Return the entries below line for line without any change, and leave the pictures out of your answer.

[start Dataset entries]

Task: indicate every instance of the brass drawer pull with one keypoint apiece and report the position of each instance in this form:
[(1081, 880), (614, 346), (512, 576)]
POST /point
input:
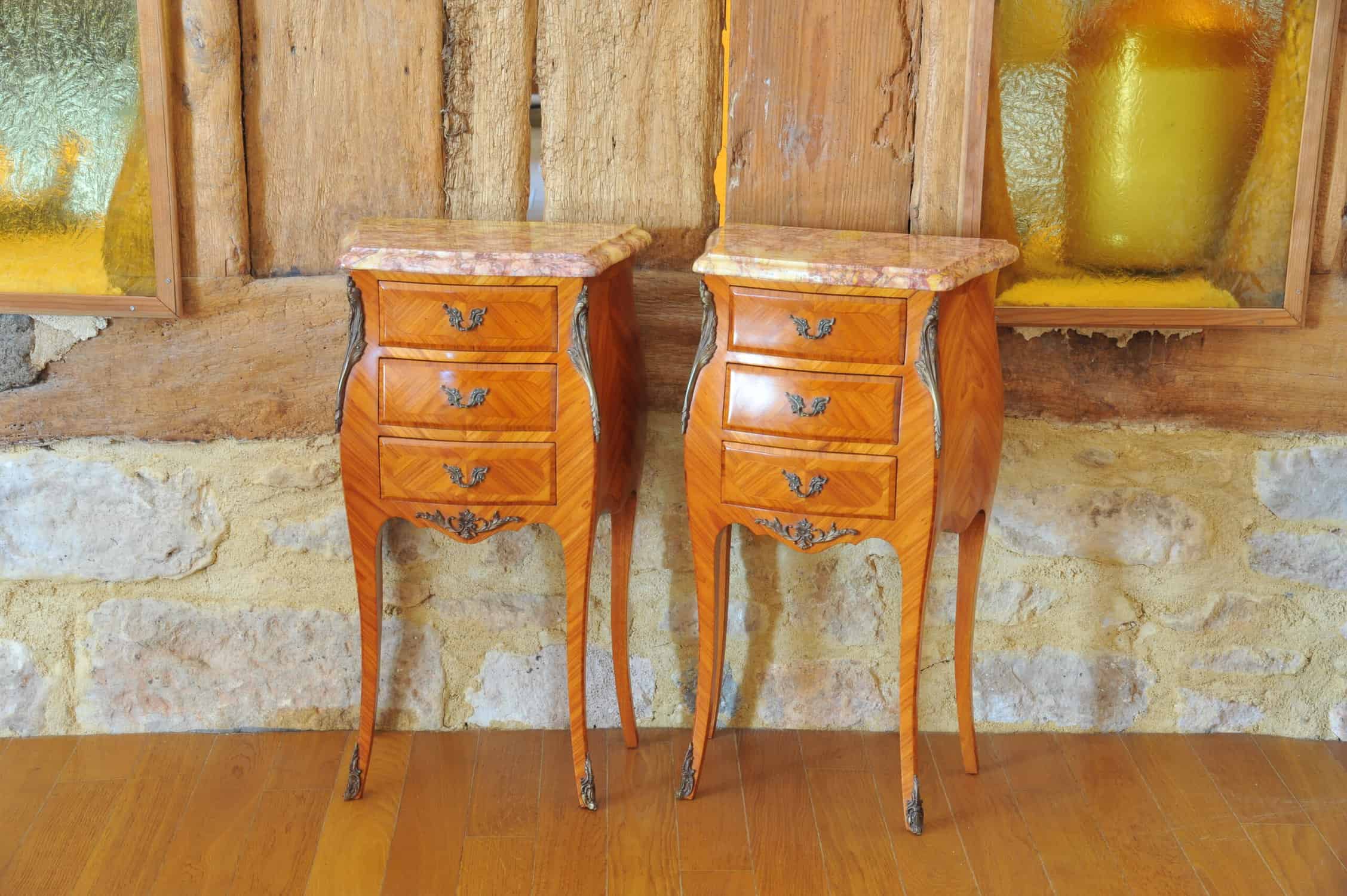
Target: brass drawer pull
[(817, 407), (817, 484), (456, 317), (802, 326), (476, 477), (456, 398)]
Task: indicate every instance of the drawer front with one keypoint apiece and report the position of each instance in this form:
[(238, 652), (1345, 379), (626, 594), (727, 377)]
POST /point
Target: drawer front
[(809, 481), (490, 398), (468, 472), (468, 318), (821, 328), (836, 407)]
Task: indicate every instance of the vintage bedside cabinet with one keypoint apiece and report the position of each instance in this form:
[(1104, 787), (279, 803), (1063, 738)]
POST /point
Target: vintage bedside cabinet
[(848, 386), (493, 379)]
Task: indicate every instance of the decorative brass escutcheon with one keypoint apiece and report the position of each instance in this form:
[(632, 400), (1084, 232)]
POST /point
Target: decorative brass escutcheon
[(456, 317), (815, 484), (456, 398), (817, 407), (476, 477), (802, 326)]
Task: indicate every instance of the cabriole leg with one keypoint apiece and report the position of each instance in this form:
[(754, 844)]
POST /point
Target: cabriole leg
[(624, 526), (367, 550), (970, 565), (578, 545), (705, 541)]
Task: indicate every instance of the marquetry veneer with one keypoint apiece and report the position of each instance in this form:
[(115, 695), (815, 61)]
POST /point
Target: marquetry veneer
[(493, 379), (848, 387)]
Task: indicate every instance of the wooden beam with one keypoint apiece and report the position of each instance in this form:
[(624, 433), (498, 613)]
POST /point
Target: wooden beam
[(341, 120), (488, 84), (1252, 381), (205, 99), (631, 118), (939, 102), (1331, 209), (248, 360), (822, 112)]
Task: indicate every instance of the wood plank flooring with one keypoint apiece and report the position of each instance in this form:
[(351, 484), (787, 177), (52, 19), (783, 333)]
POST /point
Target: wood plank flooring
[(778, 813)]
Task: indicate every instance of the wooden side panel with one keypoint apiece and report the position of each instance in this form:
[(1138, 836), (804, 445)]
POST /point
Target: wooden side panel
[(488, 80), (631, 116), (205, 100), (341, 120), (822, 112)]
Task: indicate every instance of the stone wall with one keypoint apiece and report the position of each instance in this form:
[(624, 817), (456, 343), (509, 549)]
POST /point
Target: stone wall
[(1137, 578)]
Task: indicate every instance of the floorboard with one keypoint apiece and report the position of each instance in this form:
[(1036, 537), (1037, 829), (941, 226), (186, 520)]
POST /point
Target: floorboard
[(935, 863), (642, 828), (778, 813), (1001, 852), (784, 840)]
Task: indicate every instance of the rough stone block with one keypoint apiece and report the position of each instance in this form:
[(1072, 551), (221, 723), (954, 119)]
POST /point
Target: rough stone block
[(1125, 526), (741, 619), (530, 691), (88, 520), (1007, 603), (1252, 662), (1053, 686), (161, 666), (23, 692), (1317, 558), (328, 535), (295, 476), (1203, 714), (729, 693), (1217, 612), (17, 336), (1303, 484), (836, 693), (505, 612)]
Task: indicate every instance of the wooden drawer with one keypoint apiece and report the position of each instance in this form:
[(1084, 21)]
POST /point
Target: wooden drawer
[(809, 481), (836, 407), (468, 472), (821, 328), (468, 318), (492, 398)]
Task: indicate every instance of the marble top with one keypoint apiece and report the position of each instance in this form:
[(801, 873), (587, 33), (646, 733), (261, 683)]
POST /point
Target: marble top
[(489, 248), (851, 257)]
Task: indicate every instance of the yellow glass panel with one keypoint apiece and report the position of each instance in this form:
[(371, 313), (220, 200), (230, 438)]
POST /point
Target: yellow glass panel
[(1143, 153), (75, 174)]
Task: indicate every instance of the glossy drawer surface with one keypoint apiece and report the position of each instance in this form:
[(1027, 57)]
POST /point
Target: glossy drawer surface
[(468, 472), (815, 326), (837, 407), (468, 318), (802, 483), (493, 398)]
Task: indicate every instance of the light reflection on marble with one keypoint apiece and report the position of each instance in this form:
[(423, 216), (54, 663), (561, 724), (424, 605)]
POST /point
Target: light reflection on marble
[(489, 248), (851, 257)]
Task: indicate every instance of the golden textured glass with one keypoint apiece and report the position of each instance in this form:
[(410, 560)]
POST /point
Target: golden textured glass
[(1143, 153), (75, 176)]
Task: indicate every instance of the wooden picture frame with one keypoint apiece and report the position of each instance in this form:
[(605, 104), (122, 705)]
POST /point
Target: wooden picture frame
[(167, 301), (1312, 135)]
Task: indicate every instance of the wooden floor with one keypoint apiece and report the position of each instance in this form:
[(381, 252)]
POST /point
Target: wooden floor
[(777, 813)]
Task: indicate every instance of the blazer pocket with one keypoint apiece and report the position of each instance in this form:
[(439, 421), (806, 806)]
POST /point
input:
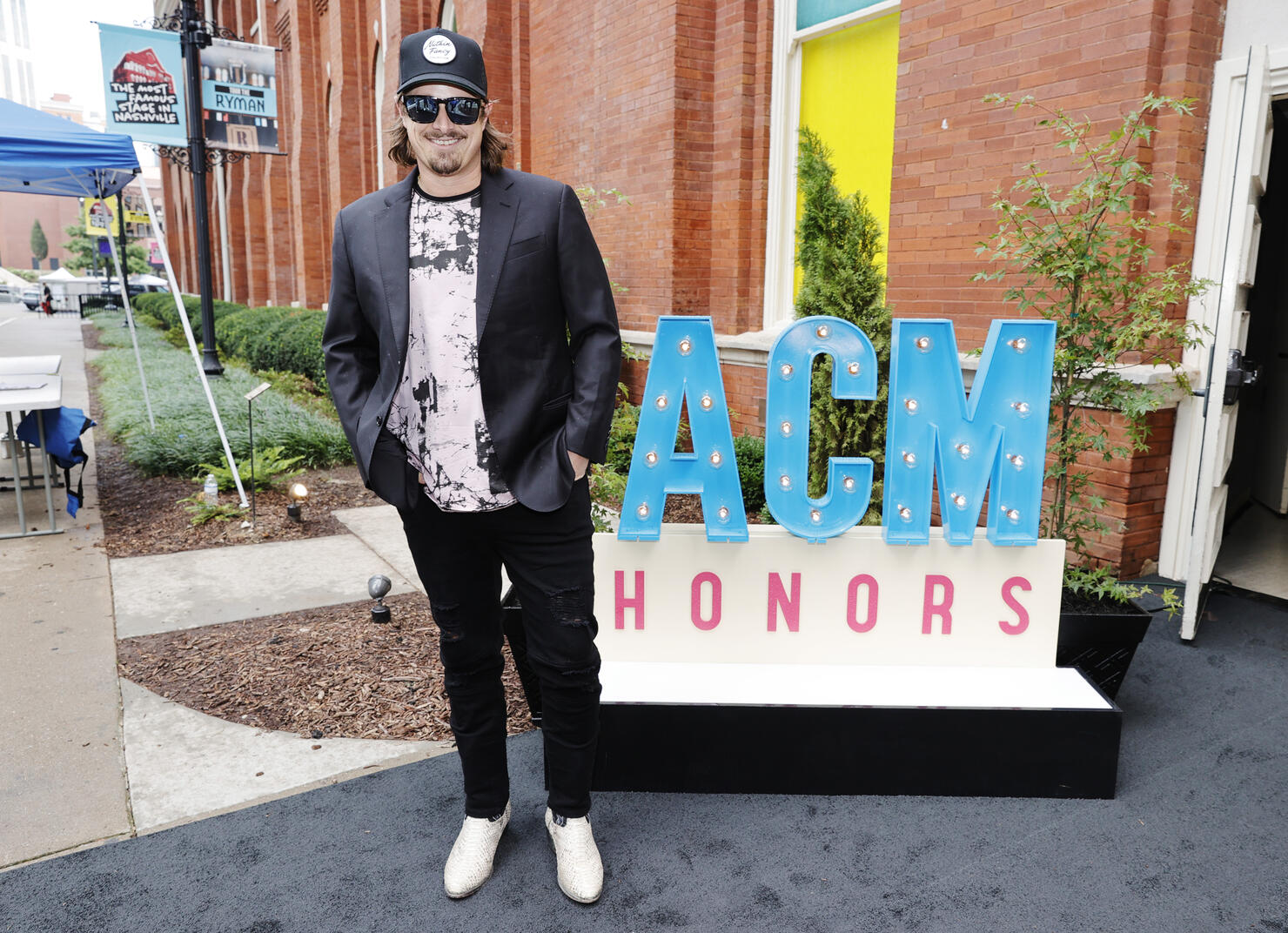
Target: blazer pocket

[end Dataset entries]

Full solution -
Task: indicate every instance of the brass drawer pull with one keypoint apiece and report the position of each instance in this form:
[(1081, 880), (614, 346), (512, 576)]
POST /point
input:
Target: brass drawer pull
[(817, 407), (817, 484), (456, 317), (802, 326), (476, 477), (456, 398)]
Task: indicate every instance of the drawer front with one keypoint apiece and report the position of each instance in this form:
[(238, 652), (1345, 379), (626, 594), (727, 377)]
POST /point
Target: drawer front
[(809, 481), (490, 398), (468, 472), (468, 318), (821, 328), (836, 407)]
Task: indicate every instance of the vintage bedside cabinet with one keypoint apiece and report the position of each instance in this form:
[(1104, 787), (279, 803), (1063, 738)]
POST /point
Target: vintage bedside cabinet
[(848, 386), (493, 379)]
Task: indicate every instance of the decorative brass escutcheon with one keypoint apiece and report the position of each instance in this form:
[(632, 400), (1084, 232)]
POST /point
Target: decorative brass escutcheon
[(456, 317), (815, 484), (456, 398), (817, 407), (476, 477), (802, 326)]
Task: indicate every instance of the cabriole leg with one keypoint apiece and report the position of each instance in this form:
[(754, 844)]
POST /point
Target: cabriole leg
[(624, 526), (367, 550), (970, 565), (578, 545), (705, 541)]
Task: indicate every instance of the marquetry veneer with one keypoint apiece and report the position of each instance in this form:
[(115, 695), (815, 61)]
POST /point
Target: marquetry veneer
[(493, 379), (848, 387)]
Task: indicate every instance of the wooden beam with one keypoint apiece and report the position of each instance in this form:
[(624, 433), (498, 613)]
POST /point
Target: wooden beam
[(341, 120), (488, 84), (1252, 381), (205, 99), (631, 118), (939, 102), (1331, 209), (248, 360), (822, 112)]
Task: indicate every instance of the wood plank flooring with one keypoint apiece and report the position of each instance in this form:
[(351, 484), (787, 177), (52, 19), (783, 333)]
POST /point
Target: wood plank flooring
[(778, 813)]
Task: indicate every instance of the wooden side panel with one keypoint apiece and report the position of each instance in this form:
[(1138, 836), (804, 445)]
POST /point
Target: wooden side panel
[(488, 80), (631, 116), (205, 100), (341, 120), (822, 112)]
Task: indicate every instance of the stone wall with one keypoint apiece and report the position of each instance in this form:
[(624, 817), (456, 343), (509, 549)]
POST /point
Target: stone wall
[(1137, 578)]
Task: indicate every instance of the floorboard with one keypoint apiece and report the position of each instance in this form:
[(1036, 537), (1037, 829), (941, 226), (186, 520)]
POST /point
Target: floorboard
[(935, 863), (642, 828), (778, 813), (1001, 852), (784, 840)]
Task: indicate every instance of the rough stone block with one keypoint apiece and report the position of each instance in this form:
[(1072, 551), (221, 723), (954, 119)]
POST /point
Target: rough stone block
[(1125, 526), (741, 619), (530, 691), (88, 520), (1007, 603), (1252, 662), (1053, 686), (161, 666), (23, 692), (1317, 558), (328, 535), (295, 476), (1203, 714), (729, 693), (1217, 612), (17, 336), (1303, 484), (836, 693), (505, 612)]
Task: indicate every instance of the wooden drawer with one keypoint apiece and report the position of each instance in this form:
[(1084, 21)]
POST /point
Target: wooden drawer
[(809, 481), (836, 407), (468, 472), (821, 328), (468, 318), (492, 398)]
Task: indicate every instance of the marble top with one keypoint apiece and report the position of each instance in this form:
[(801, 873), (587, 33), (646, 733), (261, 683)]
POST /point
Target: marble top
[(489, 248), (851, 257)]
Task: indicate every instance of the yellow glass panel with one keypoint apiece and report the position of each instance in this form:
[(371, 313), (220, 200), (230, 438)]
POST /point
Target: yellow glass panel
[(1143, 153), (75, 174)]
Task: indicate every instance of the glossy drawer surface with one keypoint apiece and report the position of each instance in this form:
[(1027, 57)]
POST /point
Target: glossy drawer surface
[(468, 472), (815, 326), (837, 407), (468, 318), (802, 483), (493, 398)]
Task: indicate every instance of the light reflection on marble with one keypoint apiece and report the position of each instance in this form:
[(423, 216), (54, 663), (561, 724), (424, 605)]
POST /point
Target: light reflection on marble
[(489, 248), (851, 257)]
Task: indicate every instance of the golden textured glass with one keypoint apiece and report the position of each instance in this form:
[(410, 560)]
POST /point
Target: golden textured glass
[(1143, 153), (75, 176)]
Task: indicate every instance of the wooden picture frame with one keypoint apiece and report the position of each instance in this form:
[(605, 104), (122, 705)]
POST /point
Target: wooden picture frame
[(167, 301), (1312, 135)]
Task: indicate every instance of the wooden floor with one keypoint apiece and report the position of each instance in this form:
[(381, 252)]
POST /point
Target: wooden floor
[(777, 813)]
Task: indicate every instance of the blazer pocket with one keypoint apiece and report the position of each instance in this form:
[(439, 421), (806, 806)]
POST /point
input:
Target: blazer pocket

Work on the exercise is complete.